Data to use:
-.-.-
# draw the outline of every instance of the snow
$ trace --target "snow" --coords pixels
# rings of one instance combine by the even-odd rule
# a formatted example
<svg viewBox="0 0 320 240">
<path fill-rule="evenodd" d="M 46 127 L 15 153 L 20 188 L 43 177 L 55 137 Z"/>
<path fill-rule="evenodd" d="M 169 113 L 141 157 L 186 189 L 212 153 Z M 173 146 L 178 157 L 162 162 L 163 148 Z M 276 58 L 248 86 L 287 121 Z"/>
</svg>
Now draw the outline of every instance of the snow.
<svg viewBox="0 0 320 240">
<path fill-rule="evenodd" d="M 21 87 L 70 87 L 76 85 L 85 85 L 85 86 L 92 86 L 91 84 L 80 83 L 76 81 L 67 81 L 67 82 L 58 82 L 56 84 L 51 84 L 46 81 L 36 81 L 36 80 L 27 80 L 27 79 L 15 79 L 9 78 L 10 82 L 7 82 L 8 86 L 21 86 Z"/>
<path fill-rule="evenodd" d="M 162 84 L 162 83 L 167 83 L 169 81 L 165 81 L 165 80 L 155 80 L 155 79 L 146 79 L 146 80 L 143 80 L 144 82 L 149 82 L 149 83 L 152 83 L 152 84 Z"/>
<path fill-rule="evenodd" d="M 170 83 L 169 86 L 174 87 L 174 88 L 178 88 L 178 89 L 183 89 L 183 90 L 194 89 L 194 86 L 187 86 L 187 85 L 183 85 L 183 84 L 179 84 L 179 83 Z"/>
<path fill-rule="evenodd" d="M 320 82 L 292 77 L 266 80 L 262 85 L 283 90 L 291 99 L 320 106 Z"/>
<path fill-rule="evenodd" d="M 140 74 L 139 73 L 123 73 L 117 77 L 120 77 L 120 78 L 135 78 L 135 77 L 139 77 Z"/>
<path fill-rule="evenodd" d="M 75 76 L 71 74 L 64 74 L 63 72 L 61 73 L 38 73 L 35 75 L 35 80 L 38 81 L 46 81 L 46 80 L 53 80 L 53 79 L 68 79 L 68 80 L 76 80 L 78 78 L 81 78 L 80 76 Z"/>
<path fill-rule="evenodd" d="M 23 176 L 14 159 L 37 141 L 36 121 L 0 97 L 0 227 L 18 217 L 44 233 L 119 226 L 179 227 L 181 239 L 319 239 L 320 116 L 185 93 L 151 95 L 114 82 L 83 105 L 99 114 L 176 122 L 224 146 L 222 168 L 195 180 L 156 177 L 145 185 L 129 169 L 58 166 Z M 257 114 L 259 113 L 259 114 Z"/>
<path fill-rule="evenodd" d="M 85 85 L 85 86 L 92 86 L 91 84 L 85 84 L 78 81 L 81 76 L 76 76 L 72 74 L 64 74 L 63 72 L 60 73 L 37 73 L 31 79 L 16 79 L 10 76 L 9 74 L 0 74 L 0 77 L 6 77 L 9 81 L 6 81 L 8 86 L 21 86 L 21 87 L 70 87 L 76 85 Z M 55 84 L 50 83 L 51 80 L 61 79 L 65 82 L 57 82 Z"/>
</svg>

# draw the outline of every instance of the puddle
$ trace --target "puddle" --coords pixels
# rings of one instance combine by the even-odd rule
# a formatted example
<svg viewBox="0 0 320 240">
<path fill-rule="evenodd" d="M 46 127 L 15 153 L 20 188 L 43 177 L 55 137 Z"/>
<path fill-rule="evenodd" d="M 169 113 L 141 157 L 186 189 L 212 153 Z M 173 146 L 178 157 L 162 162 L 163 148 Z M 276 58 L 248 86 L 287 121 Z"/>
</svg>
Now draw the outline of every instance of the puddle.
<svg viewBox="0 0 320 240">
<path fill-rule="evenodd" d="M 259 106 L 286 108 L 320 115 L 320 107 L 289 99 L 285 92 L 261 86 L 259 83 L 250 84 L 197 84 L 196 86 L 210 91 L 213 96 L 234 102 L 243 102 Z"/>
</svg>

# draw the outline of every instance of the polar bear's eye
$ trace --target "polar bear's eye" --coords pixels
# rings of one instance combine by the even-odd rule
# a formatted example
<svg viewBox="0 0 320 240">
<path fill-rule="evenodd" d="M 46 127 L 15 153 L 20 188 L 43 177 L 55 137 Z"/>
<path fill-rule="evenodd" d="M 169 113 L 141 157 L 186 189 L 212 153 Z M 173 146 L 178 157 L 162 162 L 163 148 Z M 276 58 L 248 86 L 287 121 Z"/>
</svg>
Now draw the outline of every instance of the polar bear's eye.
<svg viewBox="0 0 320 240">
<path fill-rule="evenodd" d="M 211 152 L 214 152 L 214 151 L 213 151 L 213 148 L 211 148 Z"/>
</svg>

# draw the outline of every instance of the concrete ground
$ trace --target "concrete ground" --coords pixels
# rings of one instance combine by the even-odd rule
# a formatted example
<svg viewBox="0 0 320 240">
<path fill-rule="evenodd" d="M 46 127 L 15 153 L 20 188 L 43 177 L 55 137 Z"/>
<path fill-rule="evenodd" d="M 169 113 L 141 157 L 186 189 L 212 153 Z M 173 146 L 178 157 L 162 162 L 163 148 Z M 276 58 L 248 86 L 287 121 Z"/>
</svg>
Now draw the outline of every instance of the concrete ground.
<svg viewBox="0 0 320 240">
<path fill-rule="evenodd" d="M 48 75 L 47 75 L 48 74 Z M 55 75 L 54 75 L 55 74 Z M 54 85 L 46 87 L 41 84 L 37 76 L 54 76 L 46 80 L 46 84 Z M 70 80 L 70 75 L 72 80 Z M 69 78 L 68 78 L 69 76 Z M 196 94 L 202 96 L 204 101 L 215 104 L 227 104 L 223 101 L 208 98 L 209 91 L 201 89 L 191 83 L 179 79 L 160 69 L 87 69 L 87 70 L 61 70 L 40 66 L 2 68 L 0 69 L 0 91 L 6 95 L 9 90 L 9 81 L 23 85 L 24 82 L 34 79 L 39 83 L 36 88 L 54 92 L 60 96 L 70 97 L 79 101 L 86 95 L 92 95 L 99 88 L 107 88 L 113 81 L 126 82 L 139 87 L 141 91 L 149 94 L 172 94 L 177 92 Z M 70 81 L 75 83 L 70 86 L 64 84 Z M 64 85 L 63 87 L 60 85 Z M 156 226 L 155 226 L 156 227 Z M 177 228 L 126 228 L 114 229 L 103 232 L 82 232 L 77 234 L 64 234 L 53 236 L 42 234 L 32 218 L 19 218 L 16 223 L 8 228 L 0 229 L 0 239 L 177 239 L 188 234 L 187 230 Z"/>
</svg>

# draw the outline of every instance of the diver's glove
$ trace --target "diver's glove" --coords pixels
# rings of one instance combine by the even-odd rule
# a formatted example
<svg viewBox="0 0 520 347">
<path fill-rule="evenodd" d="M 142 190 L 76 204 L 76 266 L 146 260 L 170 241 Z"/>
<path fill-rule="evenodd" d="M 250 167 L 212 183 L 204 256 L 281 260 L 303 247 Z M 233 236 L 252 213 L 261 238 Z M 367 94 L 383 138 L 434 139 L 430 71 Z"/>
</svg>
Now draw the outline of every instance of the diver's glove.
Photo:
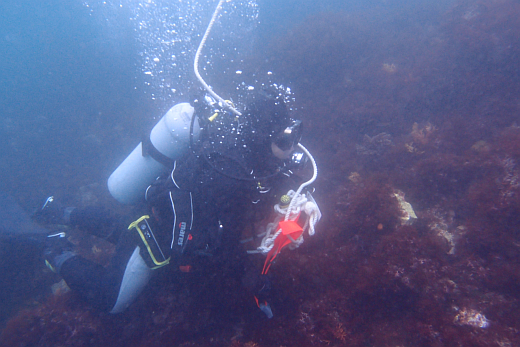
<svg viewBox="0 0 520 347">
<path fill-rule="evenodd" d="M 273 310 L 269 305 L 268 298 L 271 292 L 271 281 L 267 275 L 262 275 L 258 282 L 257 290 L 255 291 L 255 300 L 258 308 L 265 313 L 267 318 L 273 318 Z"/>
<path fill-rule="evenodd" d="M 32 219 L 43 225 L 67 225 L 70 223 L 70 214 L 73 210 L 74 207 L 65 208 L 59 201 L 54 199 L 54 196 L 49 196 L 42 207 L 33 213 Z"/>
<path fill-rule="evenodd" d="M 66 233 L 56 232 L 47 235 L 43 257 L 45 265 L 52 272 L 59 274 L 63 263 L 74 256 L 76 256 L 74 245 L 69 241 Z"/>
</svg>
-.-.-
Exercise:
Copy every line of the material in which the word "pixels" occurs.

Task result:
$ trace --target "snow" --coords pixels
$ trace --target "puddle" --coords pixels
$ trace --target "polar bear's eye" --coords pixels
$ trace --target "concrete ground" --coords pixels
$ trace --target "diver's glove" --coords pixels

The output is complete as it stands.